--- BEGIN ---
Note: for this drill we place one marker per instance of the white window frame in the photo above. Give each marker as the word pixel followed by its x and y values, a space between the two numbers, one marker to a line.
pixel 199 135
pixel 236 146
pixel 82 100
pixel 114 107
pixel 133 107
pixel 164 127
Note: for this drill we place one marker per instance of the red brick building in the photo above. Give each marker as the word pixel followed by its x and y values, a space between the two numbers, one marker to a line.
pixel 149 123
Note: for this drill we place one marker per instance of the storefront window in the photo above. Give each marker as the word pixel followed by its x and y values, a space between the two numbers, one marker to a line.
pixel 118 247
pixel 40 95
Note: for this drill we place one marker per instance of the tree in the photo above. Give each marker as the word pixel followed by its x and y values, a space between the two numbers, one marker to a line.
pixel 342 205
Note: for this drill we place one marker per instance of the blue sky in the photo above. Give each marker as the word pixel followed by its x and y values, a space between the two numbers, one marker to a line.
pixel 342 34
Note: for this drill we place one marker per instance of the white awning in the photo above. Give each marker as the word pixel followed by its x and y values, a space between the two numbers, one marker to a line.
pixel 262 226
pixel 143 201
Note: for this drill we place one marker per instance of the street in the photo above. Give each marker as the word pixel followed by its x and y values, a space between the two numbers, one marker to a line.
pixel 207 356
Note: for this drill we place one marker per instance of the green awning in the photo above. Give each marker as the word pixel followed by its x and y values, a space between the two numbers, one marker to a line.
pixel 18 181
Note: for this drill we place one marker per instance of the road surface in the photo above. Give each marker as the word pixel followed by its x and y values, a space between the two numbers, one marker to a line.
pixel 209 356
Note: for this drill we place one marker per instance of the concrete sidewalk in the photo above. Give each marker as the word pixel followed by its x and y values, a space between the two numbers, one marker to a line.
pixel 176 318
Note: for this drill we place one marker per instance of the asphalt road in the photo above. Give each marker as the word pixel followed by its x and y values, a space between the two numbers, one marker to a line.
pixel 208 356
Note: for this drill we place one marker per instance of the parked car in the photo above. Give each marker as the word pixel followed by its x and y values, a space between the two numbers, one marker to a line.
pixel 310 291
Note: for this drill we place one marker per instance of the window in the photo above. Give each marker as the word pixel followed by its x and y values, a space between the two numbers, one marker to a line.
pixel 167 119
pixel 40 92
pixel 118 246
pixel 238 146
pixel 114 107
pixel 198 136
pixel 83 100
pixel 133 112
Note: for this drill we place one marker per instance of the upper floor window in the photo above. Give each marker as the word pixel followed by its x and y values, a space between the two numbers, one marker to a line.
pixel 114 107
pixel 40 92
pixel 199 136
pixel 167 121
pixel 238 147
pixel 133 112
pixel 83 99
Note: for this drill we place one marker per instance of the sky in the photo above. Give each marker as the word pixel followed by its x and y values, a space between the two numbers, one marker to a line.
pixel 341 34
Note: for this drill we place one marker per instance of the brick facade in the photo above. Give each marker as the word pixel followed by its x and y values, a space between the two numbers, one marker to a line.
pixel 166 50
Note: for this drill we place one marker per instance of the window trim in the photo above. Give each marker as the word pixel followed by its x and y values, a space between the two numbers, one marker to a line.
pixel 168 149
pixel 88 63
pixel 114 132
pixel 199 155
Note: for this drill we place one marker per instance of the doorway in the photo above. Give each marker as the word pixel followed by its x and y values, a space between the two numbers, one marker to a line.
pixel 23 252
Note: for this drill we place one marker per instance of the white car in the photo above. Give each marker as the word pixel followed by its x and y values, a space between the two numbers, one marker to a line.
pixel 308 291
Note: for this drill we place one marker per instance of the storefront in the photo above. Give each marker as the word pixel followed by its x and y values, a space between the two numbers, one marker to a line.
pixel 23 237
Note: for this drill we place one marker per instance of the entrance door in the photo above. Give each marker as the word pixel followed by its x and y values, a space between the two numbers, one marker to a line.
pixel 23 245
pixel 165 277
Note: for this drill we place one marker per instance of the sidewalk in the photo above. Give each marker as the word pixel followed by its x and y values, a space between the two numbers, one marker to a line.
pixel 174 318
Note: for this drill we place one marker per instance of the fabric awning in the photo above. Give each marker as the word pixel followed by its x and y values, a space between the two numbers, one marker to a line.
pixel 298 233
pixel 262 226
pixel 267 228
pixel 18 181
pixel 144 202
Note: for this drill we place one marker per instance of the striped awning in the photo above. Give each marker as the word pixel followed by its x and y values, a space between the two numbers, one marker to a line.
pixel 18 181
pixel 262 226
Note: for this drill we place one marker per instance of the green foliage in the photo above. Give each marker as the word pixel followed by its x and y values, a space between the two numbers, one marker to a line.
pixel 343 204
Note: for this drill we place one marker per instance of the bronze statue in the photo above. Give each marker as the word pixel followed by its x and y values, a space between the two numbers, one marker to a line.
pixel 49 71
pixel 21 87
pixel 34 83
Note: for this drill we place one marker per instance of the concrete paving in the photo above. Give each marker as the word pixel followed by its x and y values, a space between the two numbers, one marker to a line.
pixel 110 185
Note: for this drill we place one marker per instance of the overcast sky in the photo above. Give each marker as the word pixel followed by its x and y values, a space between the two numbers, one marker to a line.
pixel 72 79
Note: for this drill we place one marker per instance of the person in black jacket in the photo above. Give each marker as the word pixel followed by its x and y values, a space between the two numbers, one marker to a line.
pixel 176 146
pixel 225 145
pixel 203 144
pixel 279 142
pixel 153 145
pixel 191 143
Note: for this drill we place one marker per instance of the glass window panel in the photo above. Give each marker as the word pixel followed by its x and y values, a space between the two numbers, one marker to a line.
--- END ---
_Instructions to follow_:
Rewrite all of the material above, putting "exercise" in place of every "drill" and leaving everything else as it is.

_Response to this exercise_:
Note: for this exercise we place one marker per instance of the white window frame in the photo above. Give each marker as the word pixel followed by its x and y values, a space between the two numbers, one marker to a line.
pixel 199 135
pixel 236 146
pixel 82 100
pixel 114 107
pixel 133 107
pixel 164 127
Note: for this exercise we place one marker per instance of the red brick building in the photo above. Give each marker as the word pixel followed by its x and y values, a space between the two numbers, one marker to a line.
pixel 149 123
Note: for this exercise we place one marker per instance of the storefront window in the photo above. Give each marker as the word pixel followed by its x and y values, a space between the two numbers, one marker to a line.
pixel 118 247
pixel 40 95
Note: for this exercise we place one marker per instance of the tree in the photo above. Give each marker as the word pixel followed by its x and y values, a space between the two numbers, one marker to a line.
pixel 342 205
Note: for this exercise we place one marker per instance of the blue sky in the photo above. Give each marker as the word pixel followed by its x and y values, a space between the two numbers, one marker to a line.
pixel 342 34
Note: for this exercise we place one marker per instance of the white awning in the photo above. Give each marker as the word pixel followed by its x and y values, a space between the two numbers, one marker to a line.
pixel 262 226
pixel 143 201
Note: for this exercise we place one marker per instance of the street in the photo above. Give each marker as the word pixel followed by its x and y values, a space between the two numbers, one marker to a line.
pixel 207 356
Note: for this exercise we place one marker per instance of the green awning in the photo above. Give each marker as the word pixel followed by its x and y values, a space between the two numbers, one marker to a line.
pixel 18 181
Note: for this exercise we place one marker per instance of the road surface in the photo above. Give each marker as the word pixel followed by its x and y values, a space between the two numbers, one marker to a line.
pixel 209 356
Note: for this exercise we place one marker per instance of the concrete sidewalk in the photo above. Give each marker as the word pixel followed by its x and y values, a space between the two numbers, one marker to a line.
pixel 176 318
Note: for this exercise we place one marker per instance of the asphalt road in the photo above. Give each marker as the word pixel followed by its x and y values, a space between the two numbers, one marker to a line.
pixel 208 356
Note: for this exercise we place one marker per instance of the parked car in the photo above. Give each marker as the word pixel followed by its x and y values, a space between the two numbers, one marker to a line.
pixel 310 291
Note: for this exercise we place one marker per instance of the window in the photo above. Give each marker as the word pixel followed by its x and y values, a space between the two numbers, one marker to a line.
pixel 167 119
pixel 40 92
pixel 118 246
pixel 238 146
pixel 114 107
pixel 198 136
pixel 83 100
pixel 133 112
Note: for this exercise we place one marker per instance of the upper floor window in the photo above. Give each marker as the word pixel followed by its x and y values, a space between the two numbers, one marker to a line.
pixel 114 107
pixel 40 92
pixel 199 136
pixel 167 121
pixel 238 147
pixel 133 112
pixel 83 99
Note: for this exercise we place one marker per instance of the sky in the photo above. Give each marker as the word pixel followed by its x and y values, a space between the two numbers, one marker to a line.
pixel 341 34
Note: for this exercise we place one marker per instance of the brick facade in the photo above. Give each marker as the word pixel followed by its x and y values, a space between the two numbers, one marker to a line.
pixel 166 50
Note: for this exercise we place one marker per instance of the window trim in the photo above. Give each marker as the word pixel followed by its x and y values, a space between the two numbers, one marker to a line.
pixel 168 149
pixel 88 63
pixel 114 132
pixel 199 155
Note: for this exercise we place one marker per instance of the doorway in the photo above. Give each marker as the word pixel followed by its x and y values, a space between the two numbers, one marker to a line.
pixel 23 252
Note: for this exercise we place one marker per instance of the white car in the photo above. Give each marker as the word pixel followed by its x and y values, a space between the two numbers, one marker to a line.
pixel 308 291
Note: for this exercise we place one marker per instance of the storefront in the photo above. Give each marker as the word pixel followed by its x and y values, a space between the two numbers, one marker to a line.
pixel 23 237
Note: for this exercise we place one marker per instance of the entrance door in the photo above. Give each marker as the word pixel followed by its x and y values, a space between the two numbers, one marker to a line.
pixel 23 245
pixel 165 277
Note: for this exercise we place one marker per instance of the sidewalk in the photo above. Give each marker as the word pixel followed by its x and y values, a space between the two numbers, one marker to a line.
pixel 174 318
Note: for this exercise we place one marker per instance of the fabric awning in the photo above. Give each marker as the word pixel followed by its x and y values, a space between the two numbers, one marker to a line.
pixel 298 233
pixel 262 226
pixel 267 228
pixel 18 181
pixel 144 202
Note: for this exercise we place one marker per instance of the striped awning in the photo above. Give each marker as the word pixel followed by its x and y values, a space between the two numbers, one marker to a line.
pixel 18 181
pixel 262 226
Note: for this exercise we place one marker per instance of the green foliage in the photo above. Give each marker as the word pixel followed by its x and y values, a space between the two numbers, one marker to a line.
pixel 343 204
Note: for this exercise we place one marker per instance of the bronze statue in the photo above. Give each marker as the word pixel followed by its x and y values, a space between the two numbers, one marker to a line.
pixel 49 71
pixel 21 87
pixel 34 83
Note: for this exercise we place one marker per instance of the concrete paving in the photo above. Give each marker as the word pixel followed by its x and y values, a space between the two numbers, one marker to a line.
pixel 110 185
Note: for this exercise we place one marker per instance of the overcast sky in the photo above. Give each marker as the word pixel followed by its x and y values, a space between the two numbers, one marker to a line.
pixel 72 79
Note: for this exercise we place one marker per instance of the person in black jacket in the photo above. Give each marker as the word pixel followed by its x and y values, a space between the two numbers, one marker to a line.
pixel 176 146
pixel 225 145
pixel 203 144
pixel 279 142
pixel 153 145
pixel 191 143
Note: for this exercise we place one marker per instance of the glass window panel in the photo above. Give each marker as the word pixel followed by its x and y values, a space between the two numbers, one marker to a line.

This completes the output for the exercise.